Collected data
------------

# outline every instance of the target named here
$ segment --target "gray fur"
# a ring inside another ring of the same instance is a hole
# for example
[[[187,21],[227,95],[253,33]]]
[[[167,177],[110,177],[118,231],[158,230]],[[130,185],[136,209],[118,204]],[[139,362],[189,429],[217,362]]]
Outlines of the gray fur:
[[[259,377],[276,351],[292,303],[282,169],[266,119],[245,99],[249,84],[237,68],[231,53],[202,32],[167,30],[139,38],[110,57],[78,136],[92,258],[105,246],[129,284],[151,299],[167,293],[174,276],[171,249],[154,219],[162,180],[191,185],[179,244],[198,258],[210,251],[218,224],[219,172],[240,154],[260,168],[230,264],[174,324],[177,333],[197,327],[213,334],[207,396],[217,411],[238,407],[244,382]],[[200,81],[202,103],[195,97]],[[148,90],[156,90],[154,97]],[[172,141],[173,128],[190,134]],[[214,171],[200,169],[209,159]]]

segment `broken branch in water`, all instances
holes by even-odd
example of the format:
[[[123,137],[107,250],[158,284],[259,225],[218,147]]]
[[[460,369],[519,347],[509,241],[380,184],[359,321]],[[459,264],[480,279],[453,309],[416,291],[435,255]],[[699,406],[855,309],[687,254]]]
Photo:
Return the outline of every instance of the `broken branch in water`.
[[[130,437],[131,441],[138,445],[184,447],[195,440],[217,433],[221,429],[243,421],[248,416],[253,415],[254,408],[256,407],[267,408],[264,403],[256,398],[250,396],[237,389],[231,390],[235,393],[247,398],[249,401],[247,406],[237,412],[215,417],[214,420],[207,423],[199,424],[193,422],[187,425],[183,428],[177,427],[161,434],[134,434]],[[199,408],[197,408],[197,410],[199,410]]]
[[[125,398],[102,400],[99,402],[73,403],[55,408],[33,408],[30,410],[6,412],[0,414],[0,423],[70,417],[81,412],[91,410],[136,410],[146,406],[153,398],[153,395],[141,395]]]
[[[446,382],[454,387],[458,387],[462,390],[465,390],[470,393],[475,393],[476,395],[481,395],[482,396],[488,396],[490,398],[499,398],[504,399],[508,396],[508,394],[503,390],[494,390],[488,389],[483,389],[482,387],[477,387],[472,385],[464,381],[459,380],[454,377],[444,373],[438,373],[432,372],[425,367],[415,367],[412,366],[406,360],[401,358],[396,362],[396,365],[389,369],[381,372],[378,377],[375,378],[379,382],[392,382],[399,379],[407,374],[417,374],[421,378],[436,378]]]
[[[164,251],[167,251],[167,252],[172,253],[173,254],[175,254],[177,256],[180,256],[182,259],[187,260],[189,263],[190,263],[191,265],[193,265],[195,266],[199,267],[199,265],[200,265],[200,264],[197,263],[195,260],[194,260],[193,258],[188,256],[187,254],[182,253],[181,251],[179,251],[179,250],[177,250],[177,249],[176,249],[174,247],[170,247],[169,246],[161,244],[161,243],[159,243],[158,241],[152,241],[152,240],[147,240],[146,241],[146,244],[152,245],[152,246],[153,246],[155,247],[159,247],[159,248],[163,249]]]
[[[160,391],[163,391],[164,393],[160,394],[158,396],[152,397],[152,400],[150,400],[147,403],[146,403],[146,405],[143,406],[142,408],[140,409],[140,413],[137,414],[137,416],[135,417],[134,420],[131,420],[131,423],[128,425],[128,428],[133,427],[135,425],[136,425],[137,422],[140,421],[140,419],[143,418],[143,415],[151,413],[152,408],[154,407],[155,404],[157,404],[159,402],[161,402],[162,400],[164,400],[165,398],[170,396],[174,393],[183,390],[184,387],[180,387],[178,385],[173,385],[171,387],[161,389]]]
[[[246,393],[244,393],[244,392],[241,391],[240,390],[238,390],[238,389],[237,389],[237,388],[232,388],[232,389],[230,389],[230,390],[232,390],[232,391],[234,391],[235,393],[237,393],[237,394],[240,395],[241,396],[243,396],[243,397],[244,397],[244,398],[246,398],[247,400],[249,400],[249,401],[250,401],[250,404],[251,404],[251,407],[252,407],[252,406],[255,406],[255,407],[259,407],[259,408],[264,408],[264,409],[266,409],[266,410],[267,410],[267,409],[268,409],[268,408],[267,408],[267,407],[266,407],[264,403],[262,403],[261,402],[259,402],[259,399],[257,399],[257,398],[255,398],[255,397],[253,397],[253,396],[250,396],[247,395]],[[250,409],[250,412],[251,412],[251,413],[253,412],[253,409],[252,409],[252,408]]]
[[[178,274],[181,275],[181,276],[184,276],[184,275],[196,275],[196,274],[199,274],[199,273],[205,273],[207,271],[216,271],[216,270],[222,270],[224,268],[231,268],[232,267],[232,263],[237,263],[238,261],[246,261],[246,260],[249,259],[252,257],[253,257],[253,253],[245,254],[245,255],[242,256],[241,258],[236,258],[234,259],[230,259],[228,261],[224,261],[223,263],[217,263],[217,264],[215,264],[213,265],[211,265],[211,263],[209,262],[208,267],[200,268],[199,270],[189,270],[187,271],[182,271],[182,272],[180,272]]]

------------

> **What this task involves**
Reproduce the data in full, exactly as presented.

> **Reply**
# outline every instance of the target named here
$ segment --target "gray fur"
# a ring inside another ring of the same instance is a hole
# for example
[[[187,21],[227,95],[253,33]]]
[[[167,177],[110,177],[118,231],[158,230]],[[130,185],[136,209],[118,204]],[[139,362],[189,429],[217,362]]]
Outlines of the gray fur:
[[[259,377],[276,351],[292,303],[282,169],[266,119],[245,99],[249,84],[237,68],[231,53],[202,32],[167,30],[139,38],[110,57],[78,136],[92,258],[105,246],[129,284],[151,299],[167,293],[174,276],[171,249],[154,219],[162,180],[191,185],[179,244],[198,258],[210,251],[218,224],[219,172],[240,154],[260,168],[230,264],[174,324],[177,333],[197,327],[213,334],[207,396],[217,411],[238,407],[244,382]],[[200,81],[202,103],[195,97]],[[148,90],[156,90],[154,97]],[[172,141],[173,128],[190,134]],[[214,171],[200,169],[209,159]]]

segment `broken branch in water`, all instances
holes by even-odd
example of the format:
[[[123,137],[107,250],[158,284],[259,225],[218,147]]]
[[[460,369],[519,347],[509,241],[380,184],[359,321]],[[459,264],[480,279],[453,309],[416,291],[435,255]],[[699,406],[855,309],[687,254]]]
Photo:
Return the outline of every instance of the `broken branch in water`.
[[[130,437],[131,441],[138,445],[184,447],[195,440],[217,433],[221,429],[243,421],[248,416],[253,415],[254,408],[256,407],[267,408],[264,403],[256,398],[250,396],[237,389],[231,390],[235,393],[247,398],[249,401],[247,406],[237,412],[215,417],[214,420],[207,423],[199,424],[193,422],[187,425],[183,428],[177,427],[161,434],[134,434]],[[199,408],[197,408],[197,410],[199,410]]]
[[[125,398],[102,400],[99,402],[73,403],[55,408],[33,408],[30,410],[6,412],[0,414],[0,423],[70,417],[81,412],[91,410],[136,410],[146,406],[153,398],[153,395],[141,395]]]
[[[446,382],[454,387],[458,387],[462,390],[465,390],[470,393],[475,393],[476,395],[481,395],[482,396],[488,396],[490,398],[499,398],[504,399],[508,396],[508,394],[503,390],[494,390],[488,389],[483,389],[482,387],[477,387],[472,385],[464,381],[459,380],[454,377],[444,373],[438,373],[432,372],[425,367],[415,367],[412,366],[406,360],[401,358],[396,362],[396,365],[389,369],[381,372],[378,377],[375,378],[379,382],[392,382],[399,379],[407,374],[417,374],[421,378],[436,378]]]
[[[164,251],[167,251],[167,252],[172,253],[173,254],[175,254],[177,256],[180,256],[182,259],[187,260],[189,263],[190,263],[191,265],[193,265],[195,266],[199,267],[199,265],[200,265],[200,264],[197,263],[195,260],[194,260],[193,258],[188,256],[187,254],[182,253],[181,251],[179,251],[179,250],[177,250],[177,249],[176,249],[174,247],[170,247],[169,246],[161,244],[161,243],[159,243],[158,241],[152,241],[152,240],[147,240],[146,241],[146,244],[152,245],[152,246],[153,246],[155,247],[159,247],[159,248],[163,249]]]
[[[160,391],[163,391],[164,393],[160,394],[158,396],[152,397],[152,400],[150,400],[147,403],[146,403],[146,405],[143,406],[142,408],[140,409],[140,413],[137,414],[137,416],[135,417],[134,420],[131,420],[131,423],[128,425],[128,428],[133,427],[135,425],[136,425],[137,422],[140,421],[140,419],[143,418],[143,415],[151,413],[152,408],[154,407],[155,404],[157,404],[159,402],[161,402],[162,400],[164,400],[165,398],[170,396],[174,393],[183,390],[184,387],[180,387],[178,385],[173,385],[171,387],[161,389]]]
[[[246,393],[244,393],[244,392],[241,391],[240,390],[238,390],[238,389],[237,389],[237,388],[232,388],[232,389],[230,389],[230,390],[232,390],[232,391],[234,391],[235,393],[237,393],[237,394],[240,395],[241,396],[243,396],[243,397],[244,397],[244,398],[246,398],[247,400],[249,400],[249,401],[250,401],[250,404],[251,404],[251,407],[252,407],[252,406],[255,406],[255,407],[259,407],[259,408],[264,408],[264,409],[266,409],[266,410],[267,410],[267,409],[268,409],[268,408],[267,408],[267,407],[266,407],[264,403],[262,403],[261,402],[259,402],[259,399],[257,399],[257,398],[255,398],[255,397],[253,397],[253,396],[250,396],[247,395]],[[250,409],[250,412],[251,412],[251,413],[253,412],[253,409],[252,409],[252,408]]]
[[[178,274],[181,275],[181,276],[184,276],[184,275],[196,275],[196,274],[199,274],[199,273],[205,273],[207,271],[216,271],[216,270],[222,270],[224,268],[231,268],[232,267],[232,263],[237,263],[238,261],[246,261],[246,260],[249,259],[252,257],[253,257],[253,253],[245,254],[245,255],[242,256],[241,258],[236,258],[234,259],[230,259],[228,261],[224,261],[223,263],[217,263],[217,264],[215,264],[213,265],[211,265],[211,263],[209,262],[208,267],[200,268],[199,270],[189,270],[187,271],[182,271],[182,272],[180,272]]]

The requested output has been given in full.